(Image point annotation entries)
## BEGIN
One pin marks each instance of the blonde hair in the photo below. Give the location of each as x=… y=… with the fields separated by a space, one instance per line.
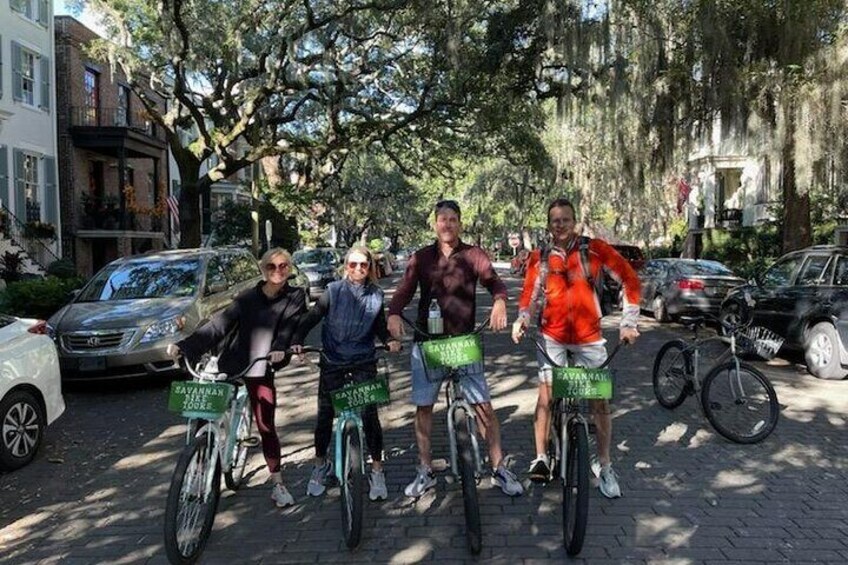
x=372 y=266
x=270 y=254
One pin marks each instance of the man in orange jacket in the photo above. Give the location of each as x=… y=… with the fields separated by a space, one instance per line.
x=570 y=321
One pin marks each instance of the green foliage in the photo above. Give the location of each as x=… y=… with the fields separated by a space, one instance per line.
x=38 y=298
x=62 y=268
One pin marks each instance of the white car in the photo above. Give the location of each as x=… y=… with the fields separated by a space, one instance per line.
x=30 y=389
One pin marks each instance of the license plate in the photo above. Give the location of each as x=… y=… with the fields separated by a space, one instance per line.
x=196 y=399
x=91 y=364
x=452 y=352
x=375 y=391
x=572 y=382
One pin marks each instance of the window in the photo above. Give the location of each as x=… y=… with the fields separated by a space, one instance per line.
x=122 y=114
x=30 y=179
x=812 y=272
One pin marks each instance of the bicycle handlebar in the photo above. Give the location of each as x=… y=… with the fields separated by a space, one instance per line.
x=230 y=378
x=477 y=330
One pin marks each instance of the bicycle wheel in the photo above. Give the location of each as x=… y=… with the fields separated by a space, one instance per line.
x=575 y=487
x=351 y=486
x=741 y=405
x=238 y=458
x=192 y=500
x=467 y=468
x=672 y=373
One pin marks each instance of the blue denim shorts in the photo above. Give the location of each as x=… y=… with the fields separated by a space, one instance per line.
x=425 y=391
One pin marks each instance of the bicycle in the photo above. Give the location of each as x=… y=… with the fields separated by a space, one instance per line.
x=348 y=403
x=449 y=357
x=217 y=439
x=736 y=398
x=569 y=437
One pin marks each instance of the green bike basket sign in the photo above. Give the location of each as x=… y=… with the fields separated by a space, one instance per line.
x=195 y=399
x=573 y=382
x=453 y=351
x=360 y=395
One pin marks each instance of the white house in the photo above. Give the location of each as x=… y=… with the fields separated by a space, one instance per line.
x=28 y=187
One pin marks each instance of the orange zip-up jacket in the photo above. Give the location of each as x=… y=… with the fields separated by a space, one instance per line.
x=572 y=314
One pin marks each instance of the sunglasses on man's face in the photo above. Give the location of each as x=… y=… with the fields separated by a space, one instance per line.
x=271 y=267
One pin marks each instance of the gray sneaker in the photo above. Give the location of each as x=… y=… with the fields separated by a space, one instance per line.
x=424 y=480
x=317 y=482
x=378 y=486
x=608 y=484
x=281 y=496
x=506 y=479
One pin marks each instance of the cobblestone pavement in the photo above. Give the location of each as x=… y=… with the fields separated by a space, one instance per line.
x=96 y=493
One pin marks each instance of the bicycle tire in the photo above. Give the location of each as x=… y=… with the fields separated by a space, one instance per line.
x=467 y=475
x=351 y=485
x=672 y=373
x=189 y=500
x=575 y=487
x=756 y=413
x=235 y=474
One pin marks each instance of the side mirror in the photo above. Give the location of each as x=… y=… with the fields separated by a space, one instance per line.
x=215 y=287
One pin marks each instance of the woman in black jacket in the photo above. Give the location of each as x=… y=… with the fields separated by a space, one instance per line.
x=263 y=319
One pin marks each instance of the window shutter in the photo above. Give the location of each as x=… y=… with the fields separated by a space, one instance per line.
x=20 y=186
x=44 y=12
x=51 y=196
x=4 y=175
x=17 y=73
x=45 y=83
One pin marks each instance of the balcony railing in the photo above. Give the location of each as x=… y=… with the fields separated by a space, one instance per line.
x=112 y=117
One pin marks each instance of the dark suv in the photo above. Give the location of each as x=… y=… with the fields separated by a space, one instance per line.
x=804 y=298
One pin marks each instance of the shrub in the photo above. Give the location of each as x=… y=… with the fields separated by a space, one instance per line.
x=39 y=298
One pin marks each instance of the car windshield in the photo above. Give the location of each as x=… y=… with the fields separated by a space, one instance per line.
x=312 y=257
x=147 y=279
x=704 y=268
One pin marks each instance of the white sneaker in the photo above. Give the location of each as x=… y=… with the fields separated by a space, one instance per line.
x=608 y=484
x=378 y=486
x=423 y=481
x=281 y=496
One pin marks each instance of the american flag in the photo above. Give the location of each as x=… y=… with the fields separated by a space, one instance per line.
x=174 y=207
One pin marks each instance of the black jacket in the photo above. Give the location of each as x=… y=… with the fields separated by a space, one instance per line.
x=254 y=324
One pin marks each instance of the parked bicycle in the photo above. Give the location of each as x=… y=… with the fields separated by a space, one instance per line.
x=218 y=436
x=446 y=359
x=348 y=403
x=736 y=398
x=568 y=439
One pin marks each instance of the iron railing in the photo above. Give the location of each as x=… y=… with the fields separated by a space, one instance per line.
x=28 y=236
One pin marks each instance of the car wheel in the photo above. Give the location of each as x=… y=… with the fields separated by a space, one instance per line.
x=660 y=309
x=821 y=352
x=21 y=429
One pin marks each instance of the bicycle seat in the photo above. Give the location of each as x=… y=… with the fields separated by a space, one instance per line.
x=692 y=322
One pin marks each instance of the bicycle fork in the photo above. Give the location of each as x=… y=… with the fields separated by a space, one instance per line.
x=341 y=421
x=471 y=418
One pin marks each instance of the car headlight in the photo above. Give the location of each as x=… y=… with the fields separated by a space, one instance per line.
x=165 y=328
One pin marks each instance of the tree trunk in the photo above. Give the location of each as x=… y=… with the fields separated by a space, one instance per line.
x=797 y=230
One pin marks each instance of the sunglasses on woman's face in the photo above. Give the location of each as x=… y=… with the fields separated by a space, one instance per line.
x=271 y=267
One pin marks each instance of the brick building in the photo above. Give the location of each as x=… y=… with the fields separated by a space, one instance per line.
x=113 y=160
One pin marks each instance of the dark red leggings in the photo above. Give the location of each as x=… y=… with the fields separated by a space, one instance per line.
x=263 y=400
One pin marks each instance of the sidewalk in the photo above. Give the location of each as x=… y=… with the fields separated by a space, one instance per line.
x=690 y=497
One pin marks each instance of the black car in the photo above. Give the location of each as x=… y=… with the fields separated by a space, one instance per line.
x=804 y=298
x=671 y=287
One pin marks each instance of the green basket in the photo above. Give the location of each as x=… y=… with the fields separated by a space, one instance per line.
x=452 y=352
x=200 y=399
x=359 y=395
x=582 y=384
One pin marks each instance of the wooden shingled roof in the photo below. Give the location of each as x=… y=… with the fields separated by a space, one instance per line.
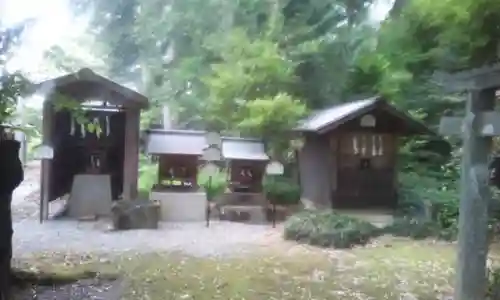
x=334 y=116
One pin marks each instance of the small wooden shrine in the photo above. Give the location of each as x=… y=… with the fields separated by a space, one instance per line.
x=107 y=142
x=178 y=153
x=180 y=156
x=349 y=154
x=246 y=160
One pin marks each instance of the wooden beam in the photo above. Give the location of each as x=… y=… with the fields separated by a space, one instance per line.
x=471 y=280
x=485 y=124
x=487 y=77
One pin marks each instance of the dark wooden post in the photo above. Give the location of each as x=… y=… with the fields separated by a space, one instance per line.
x=477 y=129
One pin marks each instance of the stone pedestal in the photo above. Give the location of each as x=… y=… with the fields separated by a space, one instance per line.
x=135 y=214
x=181 y=207
x=90 y=196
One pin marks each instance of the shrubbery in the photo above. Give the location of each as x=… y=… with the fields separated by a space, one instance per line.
x=214 y=186
x=328 y=229
x=281 y=190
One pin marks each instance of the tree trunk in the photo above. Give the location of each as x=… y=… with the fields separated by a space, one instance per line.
x=5 y=245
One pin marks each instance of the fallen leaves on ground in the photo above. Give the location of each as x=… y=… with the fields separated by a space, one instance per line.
x=388 y=269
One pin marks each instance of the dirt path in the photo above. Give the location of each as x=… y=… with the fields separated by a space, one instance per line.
x=25 y=200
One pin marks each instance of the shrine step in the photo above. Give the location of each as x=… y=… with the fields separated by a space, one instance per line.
x=243 y=213
x=379 y=218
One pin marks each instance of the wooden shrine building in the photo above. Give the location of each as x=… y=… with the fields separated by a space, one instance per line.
x=112 y=148
x=349 y=151
x=180 y=155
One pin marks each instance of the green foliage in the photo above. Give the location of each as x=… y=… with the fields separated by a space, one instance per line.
x=148 y=174
x=281 y=190
x=328 y=229
x=213 y=184
x=493 y=283
x=421 y=229
x=247 y=89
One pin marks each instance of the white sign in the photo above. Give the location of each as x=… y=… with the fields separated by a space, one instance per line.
x=44 y=152
x=213 y=139
x=212 y=154
x=275 y=168
x=368 y=121
x=210 y=169
x=297 y=143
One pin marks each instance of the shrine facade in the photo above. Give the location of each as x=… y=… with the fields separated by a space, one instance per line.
x=105 y=142
x=349 y=154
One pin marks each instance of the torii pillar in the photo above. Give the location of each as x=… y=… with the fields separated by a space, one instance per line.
x=480 y=124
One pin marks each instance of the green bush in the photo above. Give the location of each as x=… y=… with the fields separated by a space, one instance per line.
x=148 y=174
x=281 y=190
x=493 y=283
x=328 y=229
x=215 y=186
x=420 y=229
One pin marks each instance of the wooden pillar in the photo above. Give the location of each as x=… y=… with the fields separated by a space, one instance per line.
x=46 y=164
x=131 y=160
x=471 y=278
x=477 y=129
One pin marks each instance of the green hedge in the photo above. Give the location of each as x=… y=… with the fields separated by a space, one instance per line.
x=328 y=229
x=281 y=190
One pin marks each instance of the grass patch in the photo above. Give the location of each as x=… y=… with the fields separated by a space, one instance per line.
x=387 y=269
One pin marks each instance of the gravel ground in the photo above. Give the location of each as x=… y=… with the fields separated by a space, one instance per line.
x=221 y=238
x=31 y=237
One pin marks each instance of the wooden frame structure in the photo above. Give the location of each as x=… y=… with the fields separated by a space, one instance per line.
x=184 y=148
x=480 y=123
x=348 y=157
x=116 y=102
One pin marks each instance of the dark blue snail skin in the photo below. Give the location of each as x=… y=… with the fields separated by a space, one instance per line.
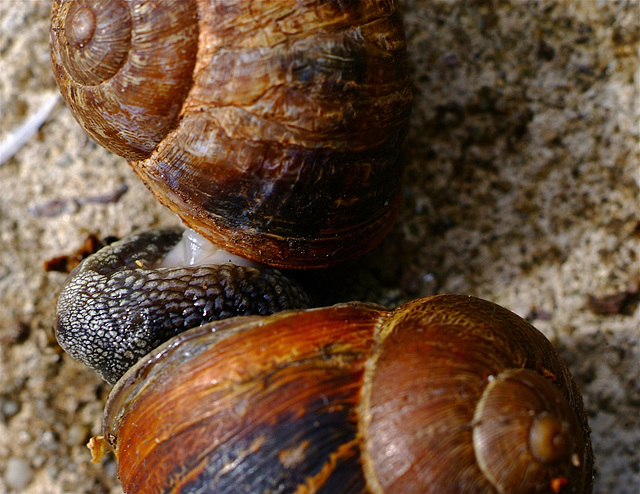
x=118 y=305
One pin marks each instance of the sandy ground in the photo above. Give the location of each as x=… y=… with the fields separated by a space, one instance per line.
x=521 y=187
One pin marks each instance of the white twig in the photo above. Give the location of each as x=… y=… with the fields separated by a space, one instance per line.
x=20 y=136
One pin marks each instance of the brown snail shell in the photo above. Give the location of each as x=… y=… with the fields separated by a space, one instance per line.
x=444 y=394
x=273 y=128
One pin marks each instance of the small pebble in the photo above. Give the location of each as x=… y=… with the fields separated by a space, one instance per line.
x=10 y=408
x=18 y=473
## END
• _STATED GOAL_
Only what runs from the line containing "One pin marks each instance of the grass" through the end of the entries above should be extracted, exactly and without pictures.

• _WRITTEN SOLUTION_
One pin marks each instance of the grass patch in the photo above. Give the location of each as x=… y=… with the fields separated by a space, one instance per line.
x=387 y=269
One pin marks each instance of the gravel ground in the photo above. Give the location of each as x=… y=… with the fields separated by a space, one instance per line.
x=221 y=238
x=31 y=237
One pin marks each instance of the wooden frame structure in the photo above. Give the location of each as x=… y=… with the fields separated by a space, one instance per line.
x=184 y=148
x=480 y=123
x=348 y=157
x=116 y=102
One pin marks each instance of the dark blue snail skin in the photo below. Give the location of each as x=… y=… with the fields separated by a space, one instance per line.
x=118 y=305
One pin marks each instance of the sandy ground in the photo above. Give the location of each as x=… y=… with the fields separated by a space, one instance per line.
x=521 y=187
One pin marks each instance of the white twig in the photo above. Give the location of each as x=… y=… with the fields separated by a space, one instance per line.
x=20 y=136
One pin marks each instance of the brown snail shell in the photo above. Give the location of each as x=… y=… with the fields separated by a space, one instance per line.
x=444 y=394
x=273 y=128
One pin marks each instance of the small pebble in the photo above. Give the location of each as x=… y=… with the fields separated by a space, one instance per line.
x=10 y=408
x=18 y=473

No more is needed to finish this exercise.